DATA IN THIS EXERCISE:

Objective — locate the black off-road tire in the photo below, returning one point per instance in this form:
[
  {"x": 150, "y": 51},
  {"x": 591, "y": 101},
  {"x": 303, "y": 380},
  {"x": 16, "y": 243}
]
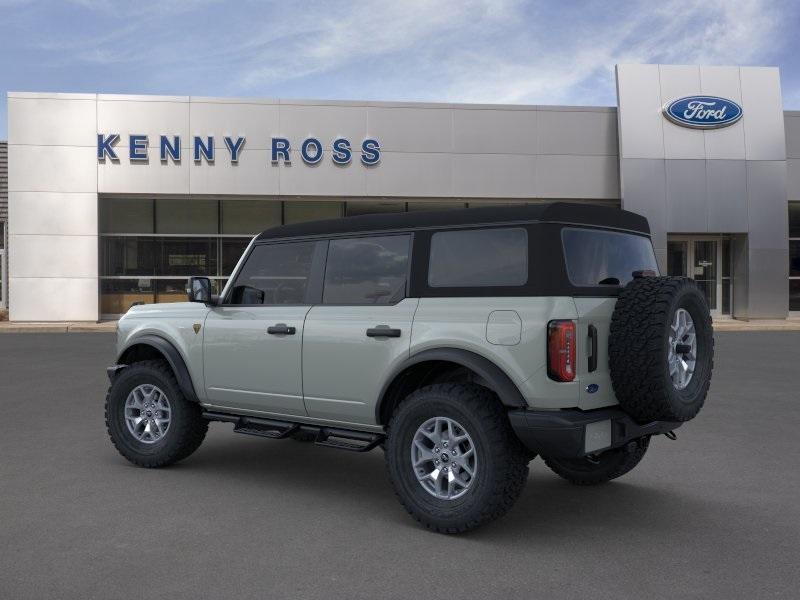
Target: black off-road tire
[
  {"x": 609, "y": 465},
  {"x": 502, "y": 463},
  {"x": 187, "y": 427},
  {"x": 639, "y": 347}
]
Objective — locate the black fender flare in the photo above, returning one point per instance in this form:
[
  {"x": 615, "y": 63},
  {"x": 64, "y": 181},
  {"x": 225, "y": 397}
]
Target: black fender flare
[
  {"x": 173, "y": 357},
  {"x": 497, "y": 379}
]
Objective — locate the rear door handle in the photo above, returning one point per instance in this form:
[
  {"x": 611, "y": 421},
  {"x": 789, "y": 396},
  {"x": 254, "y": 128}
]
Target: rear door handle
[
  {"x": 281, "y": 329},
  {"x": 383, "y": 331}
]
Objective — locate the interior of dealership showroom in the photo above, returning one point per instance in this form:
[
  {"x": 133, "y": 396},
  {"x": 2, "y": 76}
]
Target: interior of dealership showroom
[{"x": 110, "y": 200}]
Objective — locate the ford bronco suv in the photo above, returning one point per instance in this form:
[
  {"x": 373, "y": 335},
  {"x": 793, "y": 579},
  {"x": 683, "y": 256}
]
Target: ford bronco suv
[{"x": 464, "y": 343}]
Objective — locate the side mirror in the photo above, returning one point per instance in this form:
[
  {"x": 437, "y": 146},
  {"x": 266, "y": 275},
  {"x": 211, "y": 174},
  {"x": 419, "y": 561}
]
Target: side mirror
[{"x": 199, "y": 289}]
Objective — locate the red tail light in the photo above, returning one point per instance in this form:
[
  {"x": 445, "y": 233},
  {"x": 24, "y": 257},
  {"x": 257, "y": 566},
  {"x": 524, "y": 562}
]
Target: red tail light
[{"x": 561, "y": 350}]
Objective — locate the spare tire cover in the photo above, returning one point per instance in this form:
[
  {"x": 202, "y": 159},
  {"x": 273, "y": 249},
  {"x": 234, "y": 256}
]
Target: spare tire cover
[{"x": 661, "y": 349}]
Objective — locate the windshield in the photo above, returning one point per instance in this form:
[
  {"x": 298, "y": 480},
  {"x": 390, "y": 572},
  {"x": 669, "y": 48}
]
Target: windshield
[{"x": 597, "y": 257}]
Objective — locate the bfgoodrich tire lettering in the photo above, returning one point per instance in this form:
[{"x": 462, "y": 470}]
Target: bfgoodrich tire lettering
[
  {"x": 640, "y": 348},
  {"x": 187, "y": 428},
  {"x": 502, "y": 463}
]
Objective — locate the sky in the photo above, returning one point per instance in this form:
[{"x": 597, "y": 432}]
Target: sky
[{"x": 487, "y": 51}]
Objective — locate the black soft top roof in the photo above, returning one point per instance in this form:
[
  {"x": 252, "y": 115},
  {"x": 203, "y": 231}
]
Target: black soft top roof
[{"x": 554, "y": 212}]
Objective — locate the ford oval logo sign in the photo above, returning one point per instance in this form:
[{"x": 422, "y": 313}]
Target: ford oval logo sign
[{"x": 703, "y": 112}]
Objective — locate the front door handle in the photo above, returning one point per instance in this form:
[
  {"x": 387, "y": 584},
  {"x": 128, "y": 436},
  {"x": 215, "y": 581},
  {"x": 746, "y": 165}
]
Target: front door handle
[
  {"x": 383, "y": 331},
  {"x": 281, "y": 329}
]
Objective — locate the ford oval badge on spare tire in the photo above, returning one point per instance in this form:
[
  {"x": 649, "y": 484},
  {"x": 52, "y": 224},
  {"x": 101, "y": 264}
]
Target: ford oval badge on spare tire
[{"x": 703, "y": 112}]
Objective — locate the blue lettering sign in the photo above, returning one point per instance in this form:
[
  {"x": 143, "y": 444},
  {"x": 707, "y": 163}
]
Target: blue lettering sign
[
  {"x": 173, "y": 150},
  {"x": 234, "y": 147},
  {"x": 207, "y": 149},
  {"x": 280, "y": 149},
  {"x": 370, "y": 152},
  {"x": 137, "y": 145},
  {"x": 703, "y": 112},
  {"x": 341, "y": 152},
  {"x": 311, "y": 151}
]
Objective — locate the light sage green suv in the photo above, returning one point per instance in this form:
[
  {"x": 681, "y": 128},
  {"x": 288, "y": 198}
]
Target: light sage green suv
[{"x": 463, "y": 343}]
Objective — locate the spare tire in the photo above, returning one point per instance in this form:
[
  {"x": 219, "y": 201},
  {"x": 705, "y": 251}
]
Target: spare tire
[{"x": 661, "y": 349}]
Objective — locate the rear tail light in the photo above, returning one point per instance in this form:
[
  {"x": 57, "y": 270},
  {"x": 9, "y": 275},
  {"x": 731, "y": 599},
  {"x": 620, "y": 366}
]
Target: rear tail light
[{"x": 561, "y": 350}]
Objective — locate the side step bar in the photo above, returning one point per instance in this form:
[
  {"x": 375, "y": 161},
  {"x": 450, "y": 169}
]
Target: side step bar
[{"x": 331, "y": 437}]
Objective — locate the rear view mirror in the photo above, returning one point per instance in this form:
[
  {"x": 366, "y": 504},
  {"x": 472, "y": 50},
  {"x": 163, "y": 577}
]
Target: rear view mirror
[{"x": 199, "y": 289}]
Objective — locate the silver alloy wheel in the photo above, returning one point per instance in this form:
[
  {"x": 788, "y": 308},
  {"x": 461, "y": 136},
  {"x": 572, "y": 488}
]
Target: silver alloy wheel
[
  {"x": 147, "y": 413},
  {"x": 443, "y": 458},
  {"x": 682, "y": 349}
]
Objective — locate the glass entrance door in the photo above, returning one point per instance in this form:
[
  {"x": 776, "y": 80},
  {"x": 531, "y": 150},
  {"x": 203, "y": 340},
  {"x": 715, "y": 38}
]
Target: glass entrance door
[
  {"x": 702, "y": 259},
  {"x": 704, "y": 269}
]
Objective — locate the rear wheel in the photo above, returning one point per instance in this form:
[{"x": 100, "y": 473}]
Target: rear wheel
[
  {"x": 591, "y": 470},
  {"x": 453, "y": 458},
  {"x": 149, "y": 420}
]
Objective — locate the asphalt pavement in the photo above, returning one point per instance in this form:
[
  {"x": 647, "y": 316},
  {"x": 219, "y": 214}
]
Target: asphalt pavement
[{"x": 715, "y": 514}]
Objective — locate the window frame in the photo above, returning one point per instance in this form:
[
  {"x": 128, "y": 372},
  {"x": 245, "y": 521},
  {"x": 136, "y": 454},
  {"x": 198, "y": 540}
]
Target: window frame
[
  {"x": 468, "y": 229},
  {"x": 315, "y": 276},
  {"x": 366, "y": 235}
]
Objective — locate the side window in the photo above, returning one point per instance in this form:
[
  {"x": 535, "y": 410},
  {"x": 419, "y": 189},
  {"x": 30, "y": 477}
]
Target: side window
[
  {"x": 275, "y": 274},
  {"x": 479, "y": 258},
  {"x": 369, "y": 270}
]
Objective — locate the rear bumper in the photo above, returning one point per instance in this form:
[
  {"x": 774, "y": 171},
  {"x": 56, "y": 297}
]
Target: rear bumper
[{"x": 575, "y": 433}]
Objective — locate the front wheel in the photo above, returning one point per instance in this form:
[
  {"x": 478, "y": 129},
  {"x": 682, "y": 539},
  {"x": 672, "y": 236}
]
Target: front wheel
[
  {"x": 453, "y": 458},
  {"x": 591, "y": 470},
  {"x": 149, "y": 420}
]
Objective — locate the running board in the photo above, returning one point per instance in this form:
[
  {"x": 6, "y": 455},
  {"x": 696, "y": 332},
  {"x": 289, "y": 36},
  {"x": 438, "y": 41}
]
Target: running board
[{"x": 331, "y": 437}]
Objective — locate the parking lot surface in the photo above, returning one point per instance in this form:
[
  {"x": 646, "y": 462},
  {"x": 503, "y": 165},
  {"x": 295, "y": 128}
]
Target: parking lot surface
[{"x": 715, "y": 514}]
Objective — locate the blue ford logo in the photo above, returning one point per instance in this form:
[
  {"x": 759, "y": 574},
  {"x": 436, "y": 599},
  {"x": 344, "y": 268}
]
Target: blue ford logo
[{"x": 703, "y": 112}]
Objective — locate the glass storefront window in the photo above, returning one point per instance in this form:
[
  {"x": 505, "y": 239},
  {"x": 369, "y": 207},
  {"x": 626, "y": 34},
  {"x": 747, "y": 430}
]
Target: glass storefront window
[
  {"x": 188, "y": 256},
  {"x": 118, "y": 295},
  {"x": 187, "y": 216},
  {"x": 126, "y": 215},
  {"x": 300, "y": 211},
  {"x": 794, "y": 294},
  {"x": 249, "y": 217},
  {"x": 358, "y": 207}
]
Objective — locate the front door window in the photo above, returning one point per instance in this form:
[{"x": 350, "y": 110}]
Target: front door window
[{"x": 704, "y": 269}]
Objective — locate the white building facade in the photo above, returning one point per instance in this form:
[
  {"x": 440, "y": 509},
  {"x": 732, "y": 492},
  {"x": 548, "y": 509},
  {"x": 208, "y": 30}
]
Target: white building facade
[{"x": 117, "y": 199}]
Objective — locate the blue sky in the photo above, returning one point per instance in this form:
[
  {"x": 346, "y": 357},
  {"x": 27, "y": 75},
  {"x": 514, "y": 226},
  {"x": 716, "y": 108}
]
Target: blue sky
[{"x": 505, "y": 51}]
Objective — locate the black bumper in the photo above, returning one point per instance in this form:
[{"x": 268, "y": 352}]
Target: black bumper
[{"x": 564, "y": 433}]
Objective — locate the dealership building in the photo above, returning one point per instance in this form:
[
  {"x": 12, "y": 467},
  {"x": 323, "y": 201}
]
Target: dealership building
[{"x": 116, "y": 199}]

--

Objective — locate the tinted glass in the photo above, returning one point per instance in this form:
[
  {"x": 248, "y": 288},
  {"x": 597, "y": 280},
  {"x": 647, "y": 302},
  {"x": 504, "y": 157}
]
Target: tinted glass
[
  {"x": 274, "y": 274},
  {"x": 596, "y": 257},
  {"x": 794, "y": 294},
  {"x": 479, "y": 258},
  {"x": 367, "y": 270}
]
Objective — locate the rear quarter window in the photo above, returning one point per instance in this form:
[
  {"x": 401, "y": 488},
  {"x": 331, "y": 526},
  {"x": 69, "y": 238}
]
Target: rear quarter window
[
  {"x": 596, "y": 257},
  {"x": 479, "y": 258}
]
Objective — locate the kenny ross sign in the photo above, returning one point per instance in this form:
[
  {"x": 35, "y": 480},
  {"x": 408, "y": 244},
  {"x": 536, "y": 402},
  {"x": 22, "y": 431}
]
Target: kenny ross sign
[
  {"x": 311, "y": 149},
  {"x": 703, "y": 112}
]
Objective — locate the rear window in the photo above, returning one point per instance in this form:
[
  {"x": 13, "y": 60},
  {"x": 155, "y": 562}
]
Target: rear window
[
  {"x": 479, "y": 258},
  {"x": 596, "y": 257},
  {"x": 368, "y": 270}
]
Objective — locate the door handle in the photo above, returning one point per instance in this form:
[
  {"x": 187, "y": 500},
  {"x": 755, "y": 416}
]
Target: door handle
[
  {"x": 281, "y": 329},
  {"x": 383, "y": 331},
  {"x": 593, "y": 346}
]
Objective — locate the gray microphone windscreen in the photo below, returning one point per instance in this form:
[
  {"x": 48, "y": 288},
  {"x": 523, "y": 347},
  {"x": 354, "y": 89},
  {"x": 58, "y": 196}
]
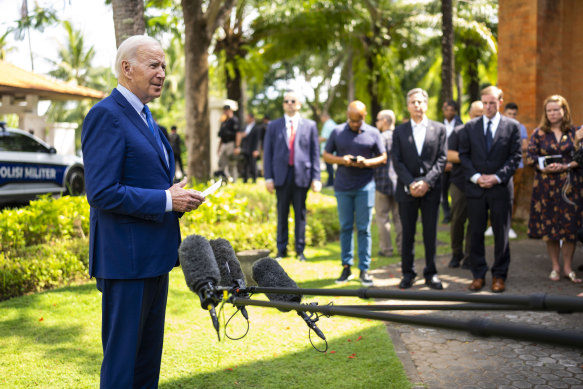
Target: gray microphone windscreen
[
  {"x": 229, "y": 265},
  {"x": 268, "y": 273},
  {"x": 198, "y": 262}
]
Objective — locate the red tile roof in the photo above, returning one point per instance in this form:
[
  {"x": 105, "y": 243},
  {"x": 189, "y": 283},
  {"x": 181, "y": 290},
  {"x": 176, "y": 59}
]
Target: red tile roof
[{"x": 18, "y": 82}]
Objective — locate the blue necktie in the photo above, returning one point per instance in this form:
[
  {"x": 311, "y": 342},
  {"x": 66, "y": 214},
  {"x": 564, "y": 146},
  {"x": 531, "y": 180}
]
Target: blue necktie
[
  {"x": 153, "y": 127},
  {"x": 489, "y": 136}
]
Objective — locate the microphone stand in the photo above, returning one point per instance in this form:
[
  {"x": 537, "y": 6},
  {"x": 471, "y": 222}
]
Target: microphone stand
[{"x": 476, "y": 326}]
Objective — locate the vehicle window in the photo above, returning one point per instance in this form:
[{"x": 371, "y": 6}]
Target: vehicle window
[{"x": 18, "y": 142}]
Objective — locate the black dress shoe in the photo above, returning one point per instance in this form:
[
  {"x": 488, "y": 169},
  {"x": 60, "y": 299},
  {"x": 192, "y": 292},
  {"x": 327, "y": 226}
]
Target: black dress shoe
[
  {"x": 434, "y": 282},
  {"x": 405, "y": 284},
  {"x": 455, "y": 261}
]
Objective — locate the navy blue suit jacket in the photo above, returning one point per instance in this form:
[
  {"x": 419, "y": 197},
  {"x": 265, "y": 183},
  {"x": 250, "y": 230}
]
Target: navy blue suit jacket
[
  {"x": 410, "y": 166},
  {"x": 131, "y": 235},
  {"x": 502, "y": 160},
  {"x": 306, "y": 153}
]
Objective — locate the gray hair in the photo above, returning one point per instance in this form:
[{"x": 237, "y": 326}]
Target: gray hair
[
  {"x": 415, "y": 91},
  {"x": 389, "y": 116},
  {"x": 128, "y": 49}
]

==

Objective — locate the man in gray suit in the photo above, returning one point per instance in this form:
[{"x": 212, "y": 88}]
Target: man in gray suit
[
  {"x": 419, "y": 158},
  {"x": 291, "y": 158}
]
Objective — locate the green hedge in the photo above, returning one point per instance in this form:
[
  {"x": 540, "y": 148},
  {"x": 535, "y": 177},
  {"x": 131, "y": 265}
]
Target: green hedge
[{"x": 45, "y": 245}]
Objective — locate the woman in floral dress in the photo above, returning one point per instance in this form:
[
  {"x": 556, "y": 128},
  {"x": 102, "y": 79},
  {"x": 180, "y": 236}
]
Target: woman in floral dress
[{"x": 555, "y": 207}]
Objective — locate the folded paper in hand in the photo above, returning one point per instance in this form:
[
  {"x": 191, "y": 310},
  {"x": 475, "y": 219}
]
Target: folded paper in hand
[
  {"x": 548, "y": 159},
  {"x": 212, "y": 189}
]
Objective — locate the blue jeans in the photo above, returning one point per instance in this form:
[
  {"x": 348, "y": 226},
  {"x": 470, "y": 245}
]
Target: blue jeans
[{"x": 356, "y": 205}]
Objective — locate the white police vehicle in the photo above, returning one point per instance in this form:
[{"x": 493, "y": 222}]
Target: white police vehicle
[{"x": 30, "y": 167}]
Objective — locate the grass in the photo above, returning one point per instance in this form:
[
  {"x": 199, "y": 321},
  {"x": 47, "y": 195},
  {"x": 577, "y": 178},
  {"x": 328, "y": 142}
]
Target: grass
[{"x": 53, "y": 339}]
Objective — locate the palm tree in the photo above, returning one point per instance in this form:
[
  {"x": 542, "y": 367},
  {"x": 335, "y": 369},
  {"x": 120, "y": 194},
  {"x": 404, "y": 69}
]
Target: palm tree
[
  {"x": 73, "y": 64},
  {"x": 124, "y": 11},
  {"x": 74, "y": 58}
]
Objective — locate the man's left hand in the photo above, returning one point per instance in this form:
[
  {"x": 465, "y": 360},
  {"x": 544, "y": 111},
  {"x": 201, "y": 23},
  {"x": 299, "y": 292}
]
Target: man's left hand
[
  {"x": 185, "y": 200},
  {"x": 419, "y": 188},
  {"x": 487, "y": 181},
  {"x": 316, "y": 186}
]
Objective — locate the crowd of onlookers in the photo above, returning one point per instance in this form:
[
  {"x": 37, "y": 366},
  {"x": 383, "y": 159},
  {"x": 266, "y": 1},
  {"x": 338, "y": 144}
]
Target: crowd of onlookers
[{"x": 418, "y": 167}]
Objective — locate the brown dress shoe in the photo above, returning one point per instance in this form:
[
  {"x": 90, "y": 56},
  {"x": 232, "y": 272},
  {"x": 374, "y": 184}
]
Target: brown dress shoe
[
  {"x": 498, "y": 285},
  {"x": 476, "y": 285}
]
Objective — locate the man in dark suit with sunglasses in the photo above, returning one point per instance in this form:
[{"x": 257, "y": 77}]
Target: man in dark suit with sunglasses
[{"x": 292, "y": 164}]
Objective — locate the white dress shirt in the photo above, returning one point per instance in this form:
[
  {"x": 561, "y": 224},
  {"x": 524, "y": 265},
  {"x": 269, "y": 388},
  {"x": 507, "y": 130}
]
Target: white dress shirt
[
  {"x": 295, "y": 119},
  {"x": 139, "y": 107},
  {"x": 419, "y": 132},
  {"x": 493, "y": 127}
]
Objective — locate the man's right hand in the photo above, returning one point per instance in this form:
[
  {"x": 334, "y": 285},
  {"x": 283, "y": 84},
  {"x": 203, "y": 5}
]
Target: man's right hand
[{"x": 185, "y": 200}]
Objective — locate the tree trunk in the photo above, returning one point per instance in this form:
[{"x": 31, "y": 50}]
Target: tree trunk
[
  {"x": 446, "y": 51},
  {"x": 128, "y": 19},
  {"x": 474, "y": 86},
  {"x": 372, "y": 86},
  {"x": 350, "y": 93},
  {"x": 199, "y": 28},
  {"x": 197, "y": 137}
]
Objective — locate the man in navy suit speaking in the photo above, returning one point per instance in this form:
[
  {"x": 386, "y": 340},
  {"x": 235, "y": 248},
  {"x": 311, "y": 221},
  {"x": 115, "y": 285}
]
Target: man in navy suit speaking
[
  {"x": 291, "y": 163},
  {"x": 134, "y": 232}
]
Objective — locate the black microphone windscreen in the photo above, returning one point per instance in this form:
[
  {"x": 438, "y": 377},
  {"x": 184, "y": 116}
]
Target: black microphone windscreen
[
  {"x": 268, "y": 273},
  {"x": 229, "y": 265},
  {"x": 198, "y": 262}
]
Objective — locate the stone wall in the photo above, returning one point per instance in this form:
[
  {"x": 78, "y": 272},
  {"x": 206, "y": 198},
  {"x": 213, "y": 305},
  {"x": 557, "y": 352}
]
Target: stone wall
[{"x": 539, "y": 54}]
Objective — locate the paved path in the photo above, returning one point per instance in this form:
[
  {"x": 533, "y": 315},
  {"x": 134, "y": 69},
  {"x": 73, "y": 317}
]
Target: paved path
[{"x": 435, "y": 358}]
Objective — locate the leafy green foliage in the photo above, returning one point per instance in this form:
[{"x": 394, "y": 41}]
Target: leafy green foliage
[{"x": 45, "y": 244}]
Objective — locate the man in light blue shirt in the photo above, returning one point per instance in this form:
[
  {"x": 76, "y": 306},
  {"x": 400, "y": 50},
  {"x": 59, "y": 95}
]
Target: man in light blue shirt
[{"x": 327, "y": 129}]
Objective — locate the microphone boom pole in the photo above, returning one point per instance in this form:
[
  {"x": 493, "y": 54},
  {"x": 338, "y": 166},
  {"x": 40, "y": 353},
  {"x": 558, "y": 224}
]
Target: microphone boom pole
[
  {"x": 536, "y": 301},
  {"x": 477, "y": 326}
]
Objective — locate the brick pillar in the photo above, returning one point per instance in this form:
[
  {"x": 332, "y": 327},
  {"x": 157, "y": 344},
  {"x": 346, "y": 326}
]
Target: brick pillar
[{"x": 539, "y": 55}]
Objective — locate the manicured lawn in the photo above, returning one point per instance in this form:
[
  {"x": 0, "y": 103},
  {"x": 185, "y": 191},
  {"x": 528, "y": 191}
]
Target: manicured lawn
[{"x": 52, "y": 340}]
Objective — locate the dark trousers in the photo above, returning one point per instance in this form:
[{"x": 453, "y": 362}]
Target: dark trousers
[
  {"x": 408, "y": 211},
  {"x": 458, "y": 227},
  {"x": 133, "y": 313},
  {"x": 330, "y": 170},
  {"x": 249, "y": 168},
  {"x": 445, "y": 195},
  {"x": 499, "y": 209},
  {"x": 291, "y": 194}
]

EXERCISE AIM:
From the records above, show each line that contains the word "below".

THE ANSWER:
Objective — locate the black off-road tire in the photo below, returning one point per instance in this form:
Objective — locate the gray microphone windscreen in the photo below, returning one point per instance in this form:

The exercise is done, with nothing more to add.